**What to produce**.
Recast everything below, from the line containing "of the gray" down to the line containing "x=770 y=1297", as a JSON list of strings. Include both of those lines, give one string per line, and leave out blank lines.

**Provided records**.
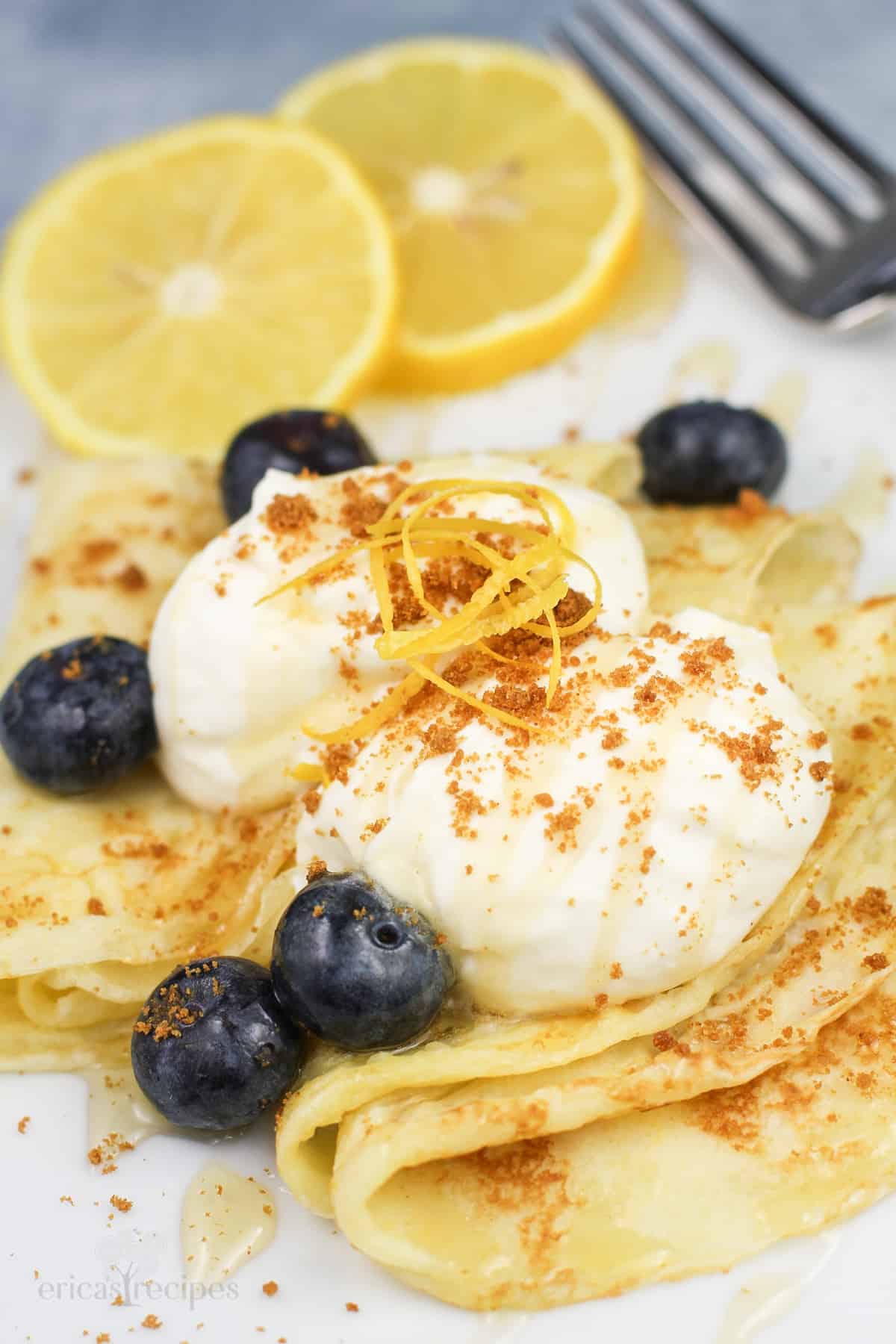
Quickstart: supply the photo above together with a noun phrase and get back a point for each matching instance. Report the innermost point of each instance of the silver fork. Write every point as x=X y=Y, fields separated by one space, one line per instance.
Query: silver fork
x=744 y=155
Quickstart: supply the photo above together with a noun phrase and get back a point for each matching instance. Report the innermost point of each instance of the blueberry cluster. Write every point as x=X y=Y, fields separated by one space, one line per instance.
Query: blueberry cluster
x=220 y=1039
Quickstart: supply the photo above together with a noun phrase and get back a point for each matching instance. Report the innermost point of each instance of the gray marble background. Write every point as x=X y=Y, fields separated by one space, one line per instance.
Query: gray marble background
x=81 y=74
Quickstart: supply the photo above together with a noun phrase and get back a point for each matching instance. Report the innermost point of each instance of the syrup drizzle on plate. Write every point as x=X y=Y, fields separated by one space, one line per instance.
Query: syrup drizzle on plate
x=226 y=1221
x=770 y=1297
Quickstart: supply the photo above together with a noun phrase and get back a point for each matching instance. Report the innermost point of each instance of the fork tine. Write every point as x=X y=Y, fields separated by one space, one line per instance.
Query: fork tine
x=770 y=89
x=729 y=202
x=783 y=178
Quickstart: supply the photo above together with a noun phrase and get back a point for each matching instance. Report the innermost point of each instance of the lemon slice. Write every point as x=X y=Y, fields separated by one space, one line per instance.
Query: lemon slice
x=514 y=191
x=160 y=295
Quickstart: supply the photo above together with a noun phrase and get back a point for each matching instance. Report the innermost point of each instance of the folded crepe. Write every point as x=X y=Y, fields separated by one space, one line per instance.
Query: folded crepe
x=543 y=1162
x=100 y=895
x=499 y=1163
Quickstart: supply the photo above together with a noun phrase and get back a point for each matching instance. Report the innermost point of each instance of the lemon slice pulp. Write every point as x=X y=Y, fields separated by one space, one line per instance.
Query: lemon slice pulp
x=514 y=187
x=163 y=293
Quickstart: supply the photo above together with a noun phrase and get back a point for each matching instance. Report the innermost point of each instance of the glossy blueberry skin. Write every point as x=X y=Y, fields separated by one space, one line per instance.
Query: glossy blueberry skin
x=709 y=452
x=355 y=969
x=80 y=717
x=237 y=1051
x=323 y=443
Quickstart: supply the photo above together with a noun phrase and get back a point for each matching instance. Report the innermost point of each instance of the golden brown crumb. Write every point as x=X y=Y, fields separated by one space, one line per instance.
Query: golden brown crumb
x=876 y=961
x=289 y=514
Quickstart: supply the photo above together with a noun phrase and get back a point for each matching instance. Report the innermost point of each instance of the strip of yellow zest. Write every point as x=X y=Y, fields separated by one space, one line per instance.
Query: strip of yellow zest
x=308 y=772
x=491 y=611
x=492 y=712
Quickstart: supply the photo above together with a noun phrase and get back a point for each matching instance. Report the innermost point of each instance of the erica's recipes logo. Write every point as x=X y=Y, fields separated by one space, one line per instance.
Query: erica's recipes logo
x=122 y=1288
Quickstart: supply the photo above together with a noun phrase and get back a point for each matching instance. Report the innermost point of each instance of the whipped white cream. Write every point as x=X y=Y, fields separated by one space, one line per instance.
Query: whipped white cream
x=684 y=789
x=234 y=680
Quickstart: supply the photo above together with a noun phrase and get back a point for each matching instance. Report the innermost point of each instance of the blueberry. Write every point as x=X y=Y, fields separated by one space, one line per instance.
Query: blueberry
x=211 y=1048
x=324 y=443
x=80 y=717
x=354 y=968
x=709 y=452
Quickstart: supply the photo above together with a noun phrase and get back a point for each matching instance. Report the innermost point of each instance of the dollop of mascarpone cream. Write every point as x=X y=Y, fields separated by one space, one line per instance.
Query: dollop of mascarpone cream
x=235 y=680
x=621 y=858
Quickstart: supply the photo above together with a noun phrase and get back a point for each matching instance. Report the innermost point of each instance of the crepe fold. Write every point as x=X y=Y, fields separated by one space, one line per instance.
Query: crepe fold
x=528 y=1164
x=102 y=894
x=500 y=1163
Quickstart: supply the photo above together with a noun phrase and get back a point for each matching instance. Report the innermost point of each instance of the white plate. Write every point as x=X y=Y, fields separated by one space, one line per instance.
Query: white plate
x=817 y=1288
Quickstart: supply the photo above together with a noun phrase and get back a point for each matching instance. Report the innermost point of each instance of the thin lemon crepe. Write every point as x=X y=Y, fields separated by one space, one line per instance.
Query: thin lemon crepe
x=101 y=894
x=447 y=1163
x=500 y=1163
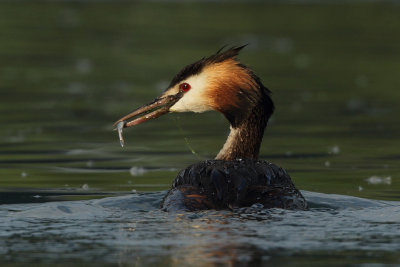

**Output of the exercise**.
[
  "Quickstart: supply the photo above together with a noun phrase and get back a point for each matching instance. Report the innermost point of each instance of the gray marble background. Write every point as x=X y=Y, fields separated by one space, one line per instance.",
  "Query: gray marble background",
  "x=81 y=74",
  "Quickstart: supply the photo above together with a noun phrase and get back a point for each matching instance. Report the innermost point of each instance of the syrup drizzle on plate. Write every point as x=X y=Y, fields separated by one space, one line per instance.",
  "Query: syrup drizzle on plate",
  "x=226 y=1221",
  "x=770 y=1297"
]